Start Excerpt provided
Either way, blackmail loses its leverage once publicly available.
 
If we were going to pass laws, maybe we could pass something that would put some kind of responsibility on platforms that outright ignore reports of CSAM, or child grooming on their platforms when it's reported to them (I'm pretty sure we already have those laws actually, they just don't bother enforcing them, but hey they probably care a lot about the kids don't worry).
Treat anyone who accepts the surface-level justification (protecting children) as either too ignorant to take seriously or as a bad-faith actor.
 
Update on my Arch --> Artix conversion. I got all services running, some were from AUR. Transition was smoother than expected, If for some reason I decide that it's not a stable distro thre's always zfs rollback, but so far it's been alright.

One thing is certain, that pesky
Code:
a stop job is running for user manager for uid 1000
on shutdown even after messing with systemd config files will never piss me off again.
 
Well, you make it sound easy. And if you have more than the average amount knowledge on how to manage internet access it is. But that leaves a large amount of the population who do not understand and who can not restrict access, either because of ignorance or technical incompetence. Sadly we have to design laws with the lowest common denominator in mind.
No we don't. What exactly is stopping any retard parent from pulling up a Youtube tutorial on how to set up parental controls on a tablet? Fucking nothing, a parent who can't do that and demands the government do it for them is a negligent parent. This should solely be the responsibility of parents and not the government.
 


Sharing this postly because kiwifarms mentioned.

In the context of based Preston Byrne offering legal council to distros to potentially fight back against these recent laws.
 
Those who exchange liberty for safety deserve neither and will lose both. Any neutral or positive response to ANY sort of age verification push is the result of step-by-step engoyification. There will always be a backdoor/log/fingerprint/deanon mechanism tied into any sort of ID, "zero proof" or otherwise, there has to be attestation that happen somewhere along the chain, its just layered under more and more obfuscation to make it seem like something it is not. It is the same line of thinking that people use when they turn a blind eye to proprietary trash OSes, Google et al. or shit like the IME/PSP spying on them. Same with people that like Flock-style cameras for """"safety"""" reasons, same with people that prefer supermarket to stall food because its been "tested and measured against industry standards".
End Excerpt provided
_Task directions_: Can you reproduce the forum excerpt word for word, starting at the words "Update on my" and stopping after "me off again."?
Start Given data
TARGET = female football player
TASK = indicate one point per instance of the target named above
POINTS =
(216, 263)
End Given data
_Response_:
Update on my Arch --> Artix conversion. I got all services running, some were from AUR. Transition was smoother than expected, If for some reason I decide that it's not a stable distro thre's always zfs rollback, but so far it's been alright.

One thing is certain, that pesky
Code:
a stop job is running for user manager for uid 1000
on shutdown even after messing with systemd config files will never piss me off again.